Scale the data below from its first line up to and including the line with "(1077, 419)", copying every line of that span again in full. Multiply each coordinate by 0.8 and round it to a whole number, with halves rounded up.

**Material to process:**
····················

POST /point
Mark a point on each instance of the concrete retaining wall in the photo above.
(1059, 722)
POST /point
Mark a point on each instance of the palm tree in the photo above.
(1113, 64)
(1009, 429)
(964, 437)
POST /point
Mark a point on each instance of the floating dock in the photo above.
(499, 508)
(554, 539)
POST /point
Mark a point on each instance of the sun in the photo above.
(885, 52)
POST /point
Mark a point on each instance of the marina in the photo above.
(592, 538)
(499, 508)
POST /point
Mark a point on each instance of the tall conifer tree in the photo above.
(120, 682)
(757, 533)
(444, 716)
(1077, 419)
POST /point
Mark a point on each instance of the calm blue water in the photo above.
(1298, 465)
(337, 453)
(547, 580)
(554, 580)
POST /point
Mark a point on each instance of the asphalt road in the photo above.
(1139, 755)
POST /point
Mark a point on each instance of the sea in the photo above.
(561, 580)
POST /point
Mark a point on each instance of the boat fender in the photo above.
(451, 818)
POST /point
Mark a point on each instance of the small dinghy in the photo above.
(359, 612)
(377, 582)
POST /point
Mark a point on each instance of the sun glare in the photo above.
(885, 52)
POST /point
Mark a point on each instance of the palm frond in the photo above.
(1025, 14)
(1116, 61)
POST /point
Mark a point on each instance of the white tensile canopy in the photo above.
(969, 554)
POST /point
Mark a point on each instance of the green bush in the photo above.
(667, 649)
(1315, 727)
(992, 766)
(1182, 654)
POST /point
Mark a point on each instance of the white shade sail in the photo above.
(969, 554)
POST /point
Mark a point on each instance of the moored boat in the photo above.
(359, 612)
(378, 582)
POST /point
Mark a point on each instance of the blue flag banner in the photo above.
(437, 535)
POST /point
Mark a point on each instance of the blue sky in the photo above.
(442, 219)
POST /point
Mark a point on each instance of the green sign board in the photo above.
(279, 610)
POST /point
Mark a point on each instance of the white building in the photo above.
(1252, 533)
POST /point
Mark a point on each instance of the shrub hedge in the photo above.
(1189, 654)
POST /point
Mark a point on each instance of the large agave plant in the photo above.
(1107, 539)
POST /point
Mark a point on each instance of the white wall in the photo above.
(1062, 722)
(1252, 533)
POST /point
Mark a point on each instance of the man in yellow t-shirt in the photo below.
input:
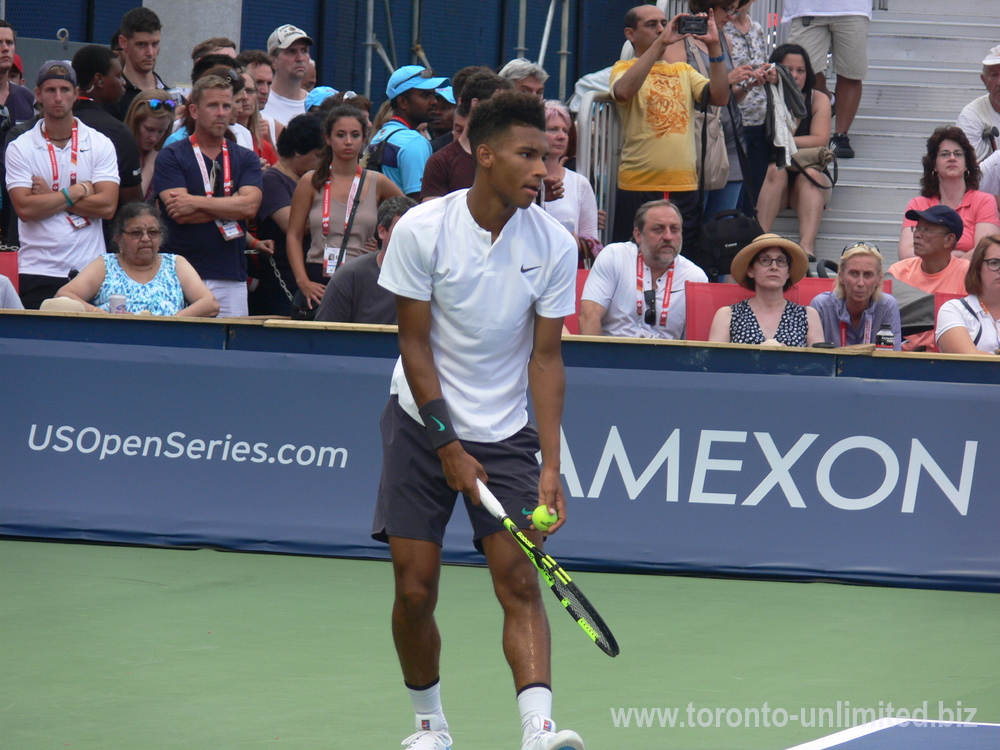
(656, 102)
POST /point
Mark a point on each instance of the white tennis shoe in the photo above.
(428, 739)
(546, 738)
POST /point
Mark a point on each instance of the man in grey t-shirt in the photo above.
(353, 294)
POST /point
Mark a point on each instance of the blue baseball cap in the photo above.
(319, 95)
(944, 216)
(412, 77)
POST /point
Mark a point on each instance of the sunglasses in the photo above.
(650, 296)
(157, 104)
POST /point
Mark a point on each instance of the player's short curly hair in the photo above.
(492, 119)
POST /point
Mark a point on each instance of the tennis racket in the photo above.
(567, 592)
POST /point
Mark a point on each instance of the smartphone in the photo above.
(697, 25)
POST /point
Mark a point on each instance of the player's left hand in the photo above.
(550, 494)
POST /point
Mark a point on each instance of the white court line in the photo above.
(823, 743)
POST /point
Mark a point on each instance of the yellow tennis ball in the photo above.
(543, 519)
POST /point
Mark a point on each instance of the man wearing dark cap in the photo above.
(139, 39)
(288, 47)
(933, 268)
(403, 156)
(62, 176)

····················

**Exercise result:**
POST /point
Mark a point on each instance of the concrete retaining wall in the photo above.
(847, 578)
POST /point
Mark a point on each instance of the palm tree in the photo above.
(890, 51)
(807, 343)
(771, 350)
POST /point
Mark a point on each instance of the floating dock in the photo above.
(399, 406)
(443, 431)
POST /point
Mark a point on each instance of the sun in the photo above.
(708, 42)
POST /point
Mark a point on each instance of the marina in the photo above.
(474, 430)
(399, 406)
POST /point
Mark a point on each instance of the tall conifer tree in the photo above.
(96, 546)
(606, 426)
(355, 573)
(862, 335)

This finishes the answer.